WHAT YOU HAVE TO DO
Repeat each line of the material below exactly as it appears, minus any pictures.

MATERIAL PROVIDED
•••••

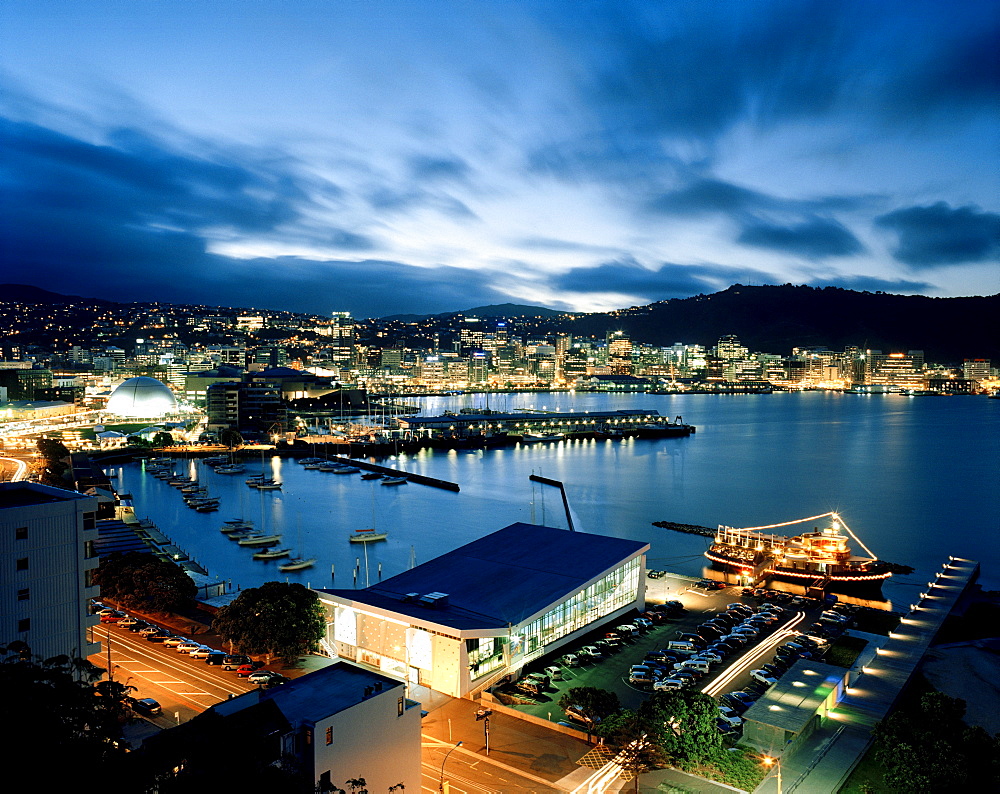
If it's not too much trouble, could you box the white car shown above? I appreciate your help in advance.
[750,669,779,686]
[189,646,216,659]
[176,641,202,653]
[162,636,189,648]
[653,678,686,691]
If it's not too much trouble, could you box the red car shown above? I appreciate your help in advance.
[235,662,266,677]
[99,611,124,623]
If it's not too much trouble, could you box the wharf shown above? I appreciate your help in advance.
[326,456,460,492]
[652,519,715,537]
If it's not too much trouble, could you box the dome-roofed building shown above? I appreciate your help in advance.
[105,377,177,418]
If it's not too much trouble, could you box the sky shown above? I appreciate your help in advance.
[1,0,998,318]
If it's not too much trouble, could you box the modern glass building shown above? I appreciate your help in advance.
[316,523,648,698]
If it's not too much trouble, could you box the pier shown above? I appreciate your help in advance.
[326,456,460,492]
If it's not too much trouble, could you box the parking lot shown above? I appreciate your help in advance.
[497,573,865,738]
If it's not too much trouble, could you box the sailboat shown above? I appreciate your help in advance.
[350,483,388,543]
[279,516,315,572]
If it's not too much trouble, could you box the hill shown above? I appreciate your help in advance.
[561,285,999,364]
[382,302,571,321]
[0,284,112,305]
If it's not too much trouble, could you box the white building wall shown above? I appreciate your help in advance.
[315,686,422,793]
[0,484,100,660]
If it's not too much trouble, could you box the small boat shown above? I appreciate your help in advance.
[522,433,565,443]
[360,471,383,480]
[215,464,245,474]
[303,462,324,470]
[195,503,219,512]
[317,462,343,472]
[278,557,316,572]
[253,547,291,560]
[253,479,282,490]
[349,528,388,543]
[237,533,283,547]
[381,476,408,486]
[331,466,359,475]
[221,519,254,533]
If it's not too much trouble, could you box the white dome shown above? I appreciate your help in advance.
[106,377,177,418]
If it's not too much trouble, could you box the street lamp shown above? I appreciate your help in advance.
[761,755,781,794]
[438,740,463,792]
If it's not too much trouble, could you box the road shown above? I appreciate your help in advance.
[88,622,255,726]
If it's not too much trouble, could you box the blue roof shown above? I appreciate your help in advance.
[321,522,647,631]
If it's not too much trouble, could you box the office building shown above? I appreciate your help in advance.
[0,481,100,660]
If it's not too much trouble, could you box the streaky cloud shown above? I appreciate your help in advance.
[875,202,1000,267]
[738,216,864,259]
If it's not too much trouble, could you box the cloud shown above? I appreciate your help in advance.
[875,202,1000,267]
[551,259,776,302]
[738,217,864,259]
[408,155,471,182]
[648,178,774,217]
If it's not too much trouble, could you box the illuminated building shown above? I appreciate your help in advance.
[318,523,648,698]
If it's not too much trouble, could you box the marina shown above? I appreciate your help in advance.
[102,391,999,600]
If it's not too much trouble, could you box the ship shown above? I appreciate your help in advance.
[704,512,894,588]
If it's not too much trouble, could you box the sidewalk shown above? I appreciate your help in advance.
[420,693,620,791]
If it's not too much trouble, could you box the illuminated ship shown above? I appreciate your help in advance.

•••••

REPLY
If it's not too much trouble, could you box the white car shown above? I appreciate your help in advance.
[750,669,779,686]
[189,646,216,659]
[176,641,202,653]
[162,636,189,648]
[653,678,686,691]
If it's not too much trouble, could you box the red car shown above? I appreciate your help in advance.
[235,662,266,677]
[99,611,124,623]
If it's not too much trouble, could you box the wharf shown above? I appreciate your help in advance.
[326,456,460,492]
[652,519,715,537]
If it's not too much trouble, could you box the dome-roofed building shown above? I appreciate your help in advance.
[105,377,177,418]
If it's not too much trouble, could you box the sky shown above? I appreciate your help in advance.
[1,0,998,318]
If it's not too much trouble, could you box the modern glass building shown above? I appreciate your help in advance.
[316,523,648,698]
If it's not too much trouble, could you box the pier shown above? I appreciate your help in advance.
[326,456,460,492]
If it's not too much trouble, could you box the parking lot shown above? I appreciate your help in advance.
[497,573,865,738]
If it's not too much trouble, could you box the sailboat shown above? I appreciate your help in advance.
[350,483,388,543]
[279,516,315,572]
If it's not too much trouble, could you box the hill shown above? I appreciate your help in advance.
[561,285,999,364]
[382,302,571,321]
[0,284,112,305]
If it's not too much trouble, could you box the white building wall shown above? I appreciate your help in advance.
[315,686,422,793]
[0,484,100,660]
If it's not too much trouble, could you box the small boat shown above? I appreciate your help in advance.
[522,433,565,443]
[360,471,383,480]
[215,464,245,474]
[303,462,324,470]
[195,503,219,512]
[317,462,343,472]
[278,557,316,572]
[253,547,291,560]
[253,479,282,490]
[349,528,388,543]
[237,533,283,547]
[381,476,408,486]
[331,466,359,475]
[221,519,254,533]
If it's not too much trouble, could you box the white dome shown above? I appreciate your help in advance.
[106,377,177,418]
If it's not too much trouble, could you box the street lamp shown above? I appreciate your help in advance.
[761,755,781,794]
[438,740,463,792]
If it's not too much trouble, could you box the road shown above? I appreciate your help in advance.
[88,622,255,726]
If it's not too much trouble, could you box the blue roof shown above? I appreciate your help in advance.
[321,522,647,631]
If it's not too much trouble, could you box the office building shown above? I appreciate your help in advance.
[0,481,100,660]
If it's not too much trouble, could you box the streaky cloud shown above? I appreciate your help in advance.
[875,202,1000,267]
[738,216,864,259]
If it's not too much trouble, could you box the cloud shown above? I appreciate your help in advance.
[875,202,1000,267]
[551,259,776,302]
[738,217,864,259]
[408,155,471,182]
[648,178,774,217]
If it's not too much trouble, could you box the illuminated building shown above? I appreciate your help in advance.
[318,523,648,698]
If it's not too much trouble, could you box the marina shown above? I appreciate your help in advance.
[102,391,999,600]
If it's not too much trouble, could you box the ship shown above? I appreciate your help in advance.
[704,512,894,588]
If it's not too much trouble, could you box the sidewalk shown above? I appreciate your help in advance.
[420,693,620,791]
If it's not too much trouble, could you box the illuminated ship shown above? I appreciate your help in advance.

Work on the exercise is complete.